═════ Provided material ═════

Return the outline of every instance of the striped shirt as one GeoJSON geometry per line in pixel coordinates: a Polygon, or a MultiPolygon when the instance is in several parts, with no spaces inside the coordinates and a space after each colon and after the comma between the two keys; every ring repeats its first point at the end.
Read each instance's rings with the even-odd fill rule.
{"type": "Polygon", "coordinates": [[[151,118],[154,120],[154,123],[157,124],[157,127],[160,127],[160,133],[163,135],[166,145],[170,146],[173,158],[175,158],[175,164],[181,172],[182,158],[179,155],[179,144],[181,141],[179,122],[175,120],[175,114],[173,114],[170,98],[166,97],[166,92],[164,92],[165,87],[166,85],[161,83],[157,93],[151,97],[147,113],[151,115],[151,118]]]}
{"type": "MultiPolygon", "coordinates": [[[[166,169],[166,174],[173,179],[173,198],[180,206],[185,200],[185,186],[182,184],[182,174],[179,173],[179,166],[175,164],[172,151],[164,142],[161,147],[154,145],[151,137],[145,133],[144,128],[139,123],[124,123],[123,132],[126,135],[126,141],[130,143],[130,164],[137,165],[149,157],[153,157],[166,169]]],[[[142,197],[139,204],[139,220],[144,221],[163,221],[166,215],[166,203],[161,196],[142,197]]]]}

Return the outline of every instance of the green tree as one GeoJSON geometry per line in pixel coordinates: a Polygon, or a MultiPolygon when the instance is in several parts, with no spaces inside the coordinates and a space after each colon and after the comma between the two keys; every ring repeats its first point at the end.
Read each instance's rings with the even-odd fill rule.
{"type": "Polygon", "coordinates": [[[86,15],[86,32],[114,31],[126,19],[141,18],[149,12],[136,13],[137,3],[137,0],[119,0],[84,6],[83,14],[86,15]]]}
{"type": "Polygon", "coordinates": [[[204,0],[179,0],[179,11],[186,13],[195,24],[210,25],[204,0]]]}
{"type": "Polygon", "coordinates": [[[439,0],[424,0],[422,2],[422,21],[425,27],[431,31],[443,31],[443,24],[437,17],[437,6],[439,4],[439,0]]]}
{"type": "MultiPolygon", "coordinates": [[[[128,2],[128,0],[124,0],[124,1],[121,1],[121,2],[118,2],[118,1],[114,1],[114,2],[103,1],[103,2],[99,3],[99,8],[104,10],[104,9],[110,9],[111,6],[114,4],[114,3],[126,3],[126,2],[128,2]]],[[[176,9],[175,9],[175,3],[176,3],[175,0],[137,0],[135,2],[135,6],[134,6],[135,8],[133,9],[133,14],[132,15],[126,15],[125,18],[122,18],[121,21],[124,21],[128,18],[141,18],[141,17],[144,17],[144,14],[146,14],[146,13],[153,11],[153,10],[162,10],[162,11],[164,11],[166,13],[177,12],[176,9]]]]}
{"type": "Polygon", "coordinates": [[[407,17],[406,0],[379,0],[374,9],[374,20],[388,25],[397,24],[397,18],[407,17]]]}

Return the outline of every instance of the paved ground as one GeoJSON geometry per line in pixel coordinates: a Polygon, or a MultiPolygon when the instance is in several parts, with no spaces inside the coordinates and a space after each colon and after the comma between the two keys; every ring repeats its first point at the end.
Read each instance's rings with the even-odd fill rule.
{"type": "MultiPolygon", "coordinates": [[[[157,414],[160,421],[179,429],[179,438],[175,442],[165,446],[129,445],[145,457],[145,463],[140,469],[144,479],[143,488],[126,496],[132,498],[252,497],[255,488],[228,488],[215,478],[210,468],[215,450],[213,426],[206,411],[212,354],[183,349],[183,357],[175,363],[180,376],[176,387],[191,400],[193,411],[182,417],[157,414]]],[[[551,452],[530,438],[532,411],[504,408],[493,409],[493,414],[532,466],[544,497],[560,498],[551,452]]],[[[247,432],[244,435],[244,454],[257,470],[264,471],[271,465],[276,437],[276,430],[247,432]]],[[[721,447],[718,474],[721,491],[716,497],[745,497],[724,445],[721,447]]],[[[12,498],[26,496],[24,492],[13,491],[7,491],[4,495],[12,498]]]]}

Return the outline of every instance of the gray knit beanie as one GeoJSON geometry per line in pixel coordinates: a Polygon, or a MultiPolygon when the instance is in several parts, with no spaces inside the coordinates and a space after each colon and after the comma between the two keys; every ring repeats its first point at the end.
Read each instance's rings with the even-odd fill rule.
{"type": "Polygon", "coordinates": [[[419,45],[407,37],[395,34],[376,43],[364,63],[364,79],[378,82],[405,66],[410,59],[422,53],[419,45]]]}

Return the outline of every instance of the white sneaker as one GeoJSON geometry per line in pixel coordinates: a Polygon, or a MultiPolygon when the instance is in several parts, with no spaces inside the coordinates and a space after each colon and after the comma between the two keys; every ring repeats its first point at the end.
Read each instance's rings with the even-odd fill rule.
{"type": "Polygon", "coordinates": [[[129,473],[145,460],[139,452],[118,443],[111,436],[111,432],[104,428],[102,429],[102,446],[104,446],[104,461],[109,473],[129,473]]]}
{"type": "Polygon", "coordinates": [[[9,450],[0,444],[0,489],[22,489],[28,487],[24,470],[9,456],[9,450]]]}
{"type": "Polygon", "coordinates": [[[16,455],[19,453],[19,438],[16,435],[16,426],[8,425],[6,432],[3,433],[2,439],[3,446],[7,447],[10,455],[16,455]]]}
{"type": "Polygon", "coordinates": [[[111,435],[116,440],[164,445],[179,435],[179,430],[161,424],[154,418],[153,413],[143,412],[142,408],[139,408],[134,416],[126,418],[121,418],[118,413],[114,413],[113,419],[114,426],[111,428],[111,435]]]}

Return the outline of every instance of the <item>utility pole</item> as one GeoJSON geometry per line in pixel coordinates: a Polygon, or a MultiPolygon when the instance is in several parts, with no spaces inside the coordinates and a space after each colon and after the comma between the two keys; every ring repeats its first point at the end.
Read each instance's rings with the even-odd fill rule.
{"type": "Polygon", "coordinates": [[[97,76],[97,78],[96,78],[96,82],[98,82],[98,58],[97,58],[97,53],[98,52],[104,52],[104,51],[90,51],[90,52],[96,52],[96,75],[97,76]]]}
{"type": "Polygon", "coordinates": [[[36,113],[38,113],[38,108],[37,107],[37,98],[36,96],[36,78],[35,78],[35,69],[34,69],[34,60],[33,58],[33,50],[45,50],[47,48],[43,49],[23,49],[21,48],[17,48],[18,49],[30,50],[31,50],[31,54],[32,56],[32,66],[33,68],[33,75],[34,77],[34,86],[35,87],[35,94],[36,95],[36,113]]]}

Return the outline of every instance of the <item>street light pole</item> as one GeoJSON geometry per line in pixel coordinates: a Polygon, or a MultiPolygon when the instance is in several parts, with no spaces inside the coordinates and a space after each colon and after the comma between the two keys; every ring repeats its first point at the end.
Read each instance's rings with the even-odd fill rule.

═════

- **What this task involves**: Convert the data from the line containing "Return the outline of every instance of the <item>street" through the end of the data into a numbered list, leaving out any blank lines.

- **Worked solution**:
1. Return the outline of every instance of the <item>street light pole</item> as one GeoJSON geometry per line in pixel coordinates: a Polygon, or a MultiPolygon when the instance is in several parts, with no spaces inside the coordinates and a space after each colon and after the comma between the two keys; every ring repeats its first point at the end.
2. Read each instance's rings with the even-odd fill rule.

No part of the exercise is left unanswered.